** Aufgabe 1 **
Verschiebe die Punkte in den Einträgen, die unten nach der Forumsdiskussion folgen: Gib sämtliche Zeilen dieser Einträge samt den Anweisungen erneut wieder und addiere dabei zu jeder Pixelkoordinate in den Antworten 21.

** Textauszug **
▬▬▬▬▬▬

# Eclipse + Javadoc



## flashOr (22. September 2005)

Hallo!
Ich versuche schon länger eine Dokumentation für ein Projekt von mir zu erstellen. Wenn ich jedoch auf Projekt --> Generate Javadoc clicke steht ganz oben ein Eingabefeld:
"Javadoc command:"
Ich würde gerne wissen was da hinein muss, denn ohne das ich dort etwas eintrage kann ich nicht auf finish drücken.
Danke.


----------



## kabel2 (22. September 2005)

da muss der voll qualifizierte name des javadoc kommandos rein.


----------



## flashOr (22. September 2005)

Ok, was heißt das?


----------



## kabel2 (22. September 2005)

pfadangabe + kommandoname
bei mir ists /opt/jdk/bin/javadoc


----------



## Thomas Darimont (22. September 2005)

Hallo!

 Eclipse 3.1 setzt den Pfad zum JavaDoc-Tool automatisch, wenn du unter Window->Preferences->Java->Installed JREs als JRE Home Directory 
 ein JDK angegeben hast. -> Z.Bsp.: C:\Programme\Java\j2sdk1.4.2_07

 Gruß Tom


----------



## flashOr (22. September 2005)

Erstmal Danke an alle, es geht jetzt soweit das ich den Finish Button betätigen kann, allerdings kriege ich noch eine Exception:

java.lang.NoClassDefFoundError: @e:\temp\javadoc-arguments23749/tmp
Exception in thread "main"


----------

▬▬▬▬▬▬

** Ausgangsdaten **
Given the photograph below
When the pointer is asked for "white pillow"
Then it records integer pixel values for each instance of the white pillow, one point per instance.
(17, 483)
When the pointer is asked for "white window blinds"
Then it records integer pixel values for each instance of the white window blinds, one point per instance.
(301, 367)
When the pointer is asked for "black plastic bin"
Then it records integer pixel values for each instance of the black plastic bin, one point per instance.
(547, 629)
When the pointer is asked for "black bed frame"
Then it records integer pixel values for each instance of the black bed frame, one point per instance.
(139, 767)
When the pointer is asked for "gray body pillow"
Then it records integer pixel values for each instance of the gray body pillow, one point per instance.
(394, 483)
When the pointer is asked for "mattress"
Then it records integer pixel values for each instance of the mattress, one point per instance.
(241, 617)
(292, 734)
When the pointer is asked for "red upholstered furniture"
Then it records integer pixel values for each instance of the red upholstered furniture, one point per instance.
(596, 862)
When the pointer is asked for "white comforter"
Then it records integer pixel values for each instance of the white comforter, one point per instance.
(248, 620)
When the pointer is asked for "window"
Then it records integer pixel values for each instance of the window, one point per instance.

▬▬▬▬▬▬

** Aufgabe 2 **
Welchen Pfad zum Javadoc-Befehl gibt kabel2 in der Forumsdiskussion als den bei sich verwendeten an?

** Lösung 1 **
Given the photograph below
When the pointer is asked for "white pillow"
Then it records integer pixel values for each instance of the white pillow, one point per instance.
(38, 504)
When the pointer is asked for "white window blinds"
Then it records integer pixel values for each instance of the white window blinds, one point per instance.
(322, 388)
When the pointer is asked for "black plastic bin"
Then it records integer pixel values for each instance of the black plastic bin, one point per instance.
(568, 650)
When the pointer is asked for "black bed frame"
Then it records integer pixel values for each instance of the black bed frame, one point per instance.
(160, 788)
When the pointer is asked for "gray body pillow"
Then it records integer pixel values for each instance of the gray body pillow, one point per instance.
(415, 504)
When the pointer is asked for "mattress"
Then it records integer pixel values for each instance of the mattress, one point per instance.
(262, 638)
(313, 755)
When the pointer is asked for "red upholstered furniture"
Then it records integer pixel values for each instance of the red upholstered furniture, one point per instance.
(617, 883)
When the pointer is asked for "white comforter"
Then it records integer pixel values for each instance of the white comforter, one point per instance.
(269, 641)
When the pointer is asked for "window"
Then it records integer pixel values for each instance of the window, one point per instance.

** Lösung 2 **
/opt/jdk/bin/javadoc